▸ **STORED RECORDS**:
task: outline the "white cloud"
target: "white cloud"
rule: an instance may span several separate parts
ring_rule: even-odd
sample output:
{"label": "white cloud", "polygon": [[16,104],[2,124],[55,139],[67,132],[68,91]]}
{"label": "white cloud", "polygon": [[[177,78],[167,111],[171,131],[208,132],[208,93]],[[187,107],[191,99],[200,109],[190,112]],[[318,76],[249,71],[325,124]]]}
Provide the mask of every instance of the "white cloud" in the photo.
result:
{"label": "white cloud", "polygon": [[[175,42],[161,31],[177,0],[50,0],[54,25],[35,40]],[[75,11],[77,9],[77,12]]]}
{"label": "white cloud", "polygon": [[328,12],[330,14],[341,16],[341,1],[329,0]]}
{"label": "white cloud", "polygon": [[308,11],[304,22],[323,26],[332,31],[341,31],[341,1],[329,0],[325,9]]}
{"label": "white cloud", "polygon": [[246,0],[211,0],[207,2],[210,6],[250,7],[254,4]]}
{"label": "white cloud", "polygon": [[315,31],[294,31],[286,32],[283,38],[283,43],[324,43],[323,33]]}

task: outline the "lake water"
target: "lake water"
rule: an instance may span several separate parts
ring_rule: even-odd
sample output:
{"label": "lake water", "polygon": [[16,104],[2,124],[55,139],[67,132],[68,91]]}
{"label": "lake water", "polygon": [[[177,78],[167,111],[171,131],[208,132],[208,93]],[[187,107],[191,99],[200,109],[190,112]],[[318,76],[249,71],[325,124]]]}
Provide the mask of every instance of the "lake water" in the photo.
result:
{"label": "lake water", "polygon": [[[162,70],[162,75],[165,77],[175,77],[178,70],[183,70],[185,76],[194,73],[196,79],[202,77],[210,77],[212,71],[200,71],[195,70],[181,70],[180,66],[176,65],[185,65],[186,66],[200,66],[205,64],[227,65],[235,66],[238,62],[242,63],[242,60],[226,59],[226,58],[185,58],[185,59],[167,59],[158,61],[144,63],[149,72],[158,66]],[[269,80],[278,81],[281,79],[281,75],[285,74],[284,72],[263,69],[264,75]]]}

▸ **SET TASK**:
Reproduce each entry word for word.

▸ **WRITTEN RESPONSE**:
task: outline the "white cloud"
target: "white cloud"
rule: an instance may span several separate parts
ring_rule: even-odd
sample output:
{"label": "white cloud", "polygon": [[16,104],[2,124],[55,139],[67,132],[68,91]]}
{"label": "white cloud", "polygon": [[[177,78],[167,111],[171,131],[208,132],[208,93]],[[187,107],[191,99],[200,109],[190,112]],[[318,76],[249,71],[325,124]]]}
Provide the mask of every instance of the "white cloud" in the photo.
result:
{"label": "white cloud", "polygon": [[[175,42],[161,31],[177,0],[50,0],[54,25],[35,40]],[[75,11],[77,9],[77,12]]]}
{"label": "white cloud", "polygon": [[328,12],[330,14],[341,16],[341,1],[329,0]]}
{"label": "white cloud", "polygon": [[308,11],[304,22],[323,26],[332,31],[341,31],[341,1],[329,0],[325,9]]}
{"label": "white cloud", "polygon": [[246,0],[211,0],[207,2],[210,6],[250,7],[254,4]]}
{"label": "white cloud", "polygon": [[315,31],[294,31],[286,32],[283,38],[283,43],[324,43],[323,33]]}

task: outline the "lake water"
target: "lake water"
rule: an instance may span several separate parts
ring_rule: even-odd
sample output:
{"label": "lake water", "polygon": [[16,104],[2,124],[55,139],[67,132],[68,91]]}
{"label": "lake water", "polygon": [[[177,78],[167,111],[171,131],[208,132],[208,93]],[[187,107],[191,99],[200,109],[190,112]],[[318,76],[249,71],[325,124]]]}
Provide the mask of every instance of the "lake water" in the photo.
result:
{"label": "lake water", "polygon": [[[162,70],[162,75],[165,77],[175,77],[178,70],[183,70],[185,76],[194,73],[196,79],[202,77],[210,77],[212,71],[200,71],[195,70],[181,70],[180,66],[176,65],[185,65],[186,66],[200,66],[205,64],[227,65],[235,66],[238,62],[242,63],[242,60],[226,59],[226,58],[185,58],[185,59],[167,59],[158,61],[144,63],[149,72],[158,66]],[[269,80],[278,81],[281,79],[281,75],[285,74],[284,72],[263,69],[264,75]]]}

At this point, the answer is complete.